■ GIVEN TASK 1 ■
In the text on selling common stock below net asset value, what two conditions must be met before such a sale can occur?
■ GIVEN TASK 2 ■
Continue the text on selling common stock below net asset value, starting after its final sentence.

■ TEXT PASSAGE ■
──────
We are generally not able to issue and sell our common stock at a price below net asset value per share. See "Risk Factors – Risks Related to Our Business and Structure – Regulations governing our operation as a BDC affect our ability to raise additional capital and the way in which we do so. As a BDC, the necessity of raising additional capital may expose us to risks, including the typical risks associated with leverage." in Part I, Item 1A of this Form 10‑K. We may, however, sell our common stock, or warrants, options or rights to acquire our common stock, at a price below the then-current net asset value of our common stock if our Board of Directors determines that such sale is in our best interests and the best interests of our stockholders, and our stockholders approve such sale. In addition, we may generally issue new shares of our common stock at a price below net asset value in rights offerings to existing stockholders, in payment of dividends and in certain other limited circumstances.
──────
■ Dataset items ■
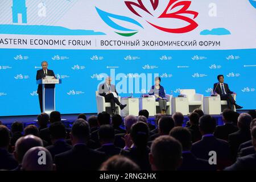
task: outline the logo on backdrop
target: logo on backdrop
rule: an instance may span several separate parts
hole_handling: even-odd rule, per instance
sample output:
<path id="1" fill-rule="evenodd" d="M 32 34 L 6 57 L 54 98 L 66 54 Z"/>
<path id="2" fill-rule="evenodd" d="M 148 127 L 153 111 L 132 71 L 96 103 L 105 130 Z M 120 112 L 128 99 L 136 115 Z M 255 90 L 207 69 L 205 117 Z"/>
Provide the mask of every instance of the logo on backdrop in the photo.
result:
<path id="1" fill-rule="evenodd" d="M 188 10 L 191 5 L 191 1 L 170 0 L 164 9 L 159 10 L 159 0 L 147 0 L 151 3 L 152 11 L 146 7 L 144 4 L 146 1 L 146 0 L 143 1 L 143 2 L 142 0 L 137 0 L 137 2 L 135 2 L 126 1 L 125 1 L 125 4 L 133 14 L 140 17 L 142 21 L 147 22 L 160 31 L 172 34 L 183 34 L 190 32 L 198 26 L 198 24 L 194 19 L 197 16 L 199 13 Z M 117 34 L 123 36 L 130 36 L 138 33 L 139 28 L 143 28 L 139 22 L 130 17 L 104 11 L 97 7 L 96 7 L 96 9 L 101 19 L 109 26 L 115 29 L 115 32 Z M 139 11 L 138 11 L 138 9 L 140 9 Z M 159 11 L 162 12 L 160 15 L 156 14 L 156 12 Z M 192 15 L 192 18 L 191 18 L 185 15 Z M 148 18 L 148 16 L 150 18 Z M 138 28 L 130 29 L 121 26 L 113 21 L 112 19 L 131 23 Z M 171 27 L 169 26 L 170 23 L 168 21 L 170 19 L 179 19 L 182 22 L 188 23 L 188 25 L 178 28 Z M 160 25 L 160 23 L 162 23 L 162 20 L 165 20 L 164 26 Z M 155 22 L 157 23 L 152 23 Z"/>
──────
■ FINAL ANSWER 1 ■
The Board of Directors must determine that the sale is in the best interests of the company and its stockholders, and the stockholders must approve the sale.

■ FINAL ANSWER 2 ■
As a BDC, we are generally limited in our ability to invest in any portfolio company in which RGC or any of its affiliates currently has an investment or to make any co-investments with our investment adviser or its affiliates without an exemptive order from the SEC, subject to certain exceptions. On August 10, 2020, we, RGC, and certain other funds and accounts sponsored or managed by RGC were granted the Order, as amended on August 30, 2022, that permits us greater flexibility than the 1940 Act permits to negotiate the terms of co-investments if our Board of Directors determines that it would be advantageous for us to co-invest with other accounts sponsored or managed by RGC or its affiliates in a manner consistent with our investment objective, positions, policies, strategies and restrictions as well as regulatory requirements and other pertinent factors. We believe that the ability to co-invest with similar investment structures and accounts sponsored or managed by RGC or its affiliates will provide additional investment opportunities and the ability to achieve greater diversification. Under the terms of the Order, a majority of our independent directors are required to make certain determinations in connection with a co-investment transaction, including that (1) the terms of the proposed transaction are reasonable and fair to us and our stockholders and do not involve overreaching of us or our stockholders on the part of any person concerned and (2) the transaction is consistent with the interests of our stockholders and is consistent with our investment objective, positions, policies, strategies and restrictions as well as regulatory requirements and other pertinent factors. On September 12, 2025, we, RGC and certain Affiliates applied for a new co-investment exemptive order from the SEC. There can be no assurances that the SEC will grant such relief. See "Business – Exemptive Relief" in Part I, Item 1 of this Form 10-K for additional information.
We are subject to periodic examination by the SEC for compliance with the 1940 Act.
As a BDC, we are subject to certain risks and uncertainties. See "Risk Factors – Risks Related to Our Business and Structure" in Part I, Item 1A of this Form 10‑K.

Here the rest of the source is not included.